■ Selected text:
--- START ---

According to the report, increased movement to electronic medical records (EMRs), and the introduction of wearable technologies introduced millions of individuals into the healthcare system, and, in return increased, the potential for data breaches.

Healthcare organizations face the challenge of securing a significant amount of sensitive information stored on their network, which combined with the value of a medical identity string, makes them an attractive target for cybercriminals. The problem is further exasperated by the fact that many doctors’ offices, clinics and hospitals may not have enough resources to safeguard their patients’ protected health information (PHI). In fact, an individual’s Medicare card — often carried in wallets for doctors’ visits — contains valuable information like a person’s Social Security number (SSN) that can be used for fraud if in the wrong hands. Although the report’s authors note that they are not aware of any federal or law enforcement agency which tracks data on SSN theft from Medicare cards, the problem is widely acknowledged.

As such, the report estimates that the potential cost of breaches for the healthcare industry could be as much as $5.6 billion annually. It also referenced a Ponemon Institute survey that found that 72 percent of healthcare organizations say they are only somewhat confident (32 percent) or not confident (40 percent) in the security and privacy of patient data shared on health information exchanges (HIEs).

What’s more, it predicted that this year, in light of recent breaches, several states are likely to adopt new standards that expand the definition of personal data to include email and password information and non- Health Insurance Portability and Accountability Act (HIPPA) related health data, such as health insurance policy numbers and subscriber identification numbers. Under these proposals, the expanded definition of personal data could trigger breach notices in more frequent circumstances.

“Healthcare organizations will need to step up their security posture and data breach preparedness or face the potential for scrutiny from federal regulators. Reported incidents may continue to rise as electronic medical records and consumer-generated data adds vulnerability and complexity to security considerations for the industry,” the report’s authors concluded.

--- END ---

■ Activity list:
- A) Please return the healthcare breach text from "Healthcare organizations face" up to and including "is widely acknowledged.", word for word.
- B) In the healthcare breach text, what is the report's estimate of the potential yearly cost of breaches for the healthcare industry?

■ Material supplied:
--- START ---

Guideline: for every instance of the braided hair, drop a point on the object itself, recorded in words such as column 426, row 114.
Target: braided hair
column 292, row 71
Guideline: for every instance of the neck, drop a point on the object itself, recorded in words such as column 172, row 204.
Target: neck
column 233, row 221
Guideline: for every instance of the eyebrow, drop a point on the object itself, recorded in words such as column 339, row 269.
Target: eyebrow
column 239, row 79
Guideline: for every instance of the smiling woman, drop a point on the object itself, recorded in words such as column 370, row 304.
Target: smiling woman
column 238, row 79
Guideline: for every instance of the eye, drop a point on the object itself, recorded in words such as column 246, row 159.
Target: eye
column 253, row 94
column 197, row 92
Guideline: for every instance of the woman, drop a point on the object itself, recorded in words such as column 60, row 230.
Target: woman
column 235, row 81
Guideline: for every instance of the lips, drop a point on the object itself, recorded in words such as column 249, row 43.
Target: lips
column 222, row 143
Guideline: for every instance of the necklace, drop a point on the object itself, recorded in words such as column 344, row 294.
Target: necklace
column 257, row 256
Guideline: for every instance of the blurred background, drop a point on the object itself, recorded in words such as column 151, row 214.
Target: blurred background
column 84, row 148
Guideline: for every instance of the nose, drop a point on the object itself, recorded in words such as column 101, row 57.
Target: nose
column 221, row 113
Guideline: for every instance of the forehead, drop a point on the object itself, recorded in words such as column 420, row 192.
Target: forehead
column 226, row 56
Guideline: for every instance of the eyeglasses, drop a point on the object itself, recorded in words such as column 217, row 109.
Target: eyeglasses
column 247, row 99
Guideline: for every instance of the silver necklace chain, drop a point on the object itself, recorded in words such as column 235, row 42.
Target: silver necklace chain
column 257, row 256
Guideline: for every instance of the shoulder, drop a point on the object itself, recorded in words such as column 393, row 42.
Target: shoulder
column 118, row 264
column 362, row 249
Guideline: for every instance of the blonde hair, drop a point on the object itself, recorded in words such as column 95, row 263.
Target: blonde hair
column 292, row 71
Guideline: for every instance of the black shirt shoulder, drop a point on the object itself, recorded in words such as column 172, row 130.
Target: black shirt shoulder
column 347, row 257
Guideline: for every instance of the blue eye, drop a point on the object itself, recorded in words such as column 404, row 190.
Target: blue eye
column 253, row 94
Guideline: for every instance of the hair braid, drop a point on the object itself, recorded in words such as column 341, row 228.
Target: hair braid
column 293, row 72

--- END ---

■ Expected responses:
- A)
Healthcare organizations face the challenge of securing a significant amount of sensitive information stored on their network, which combined with the value of a medical identity string, makes them an attractive target for cybercriminals. The problem is further exasperated by the fact that many doctors’ offices, clinics and hospitals may not have enough resources to safeguard their patients’ protected health information (PHI). In fact, an individual’s Medicare card — often carried in wallets for doctors’ visits — contains valuable information like a person’s Social Security number (SSN) that can be used for fraud if in the wrong hands. Although the report’s authors note that they are not aware of any federal or law enforcement agency which tracks data on SSN theft from Medicare cards, the problem is widely acknowledged.

- B) As much as $5.6 billion annually.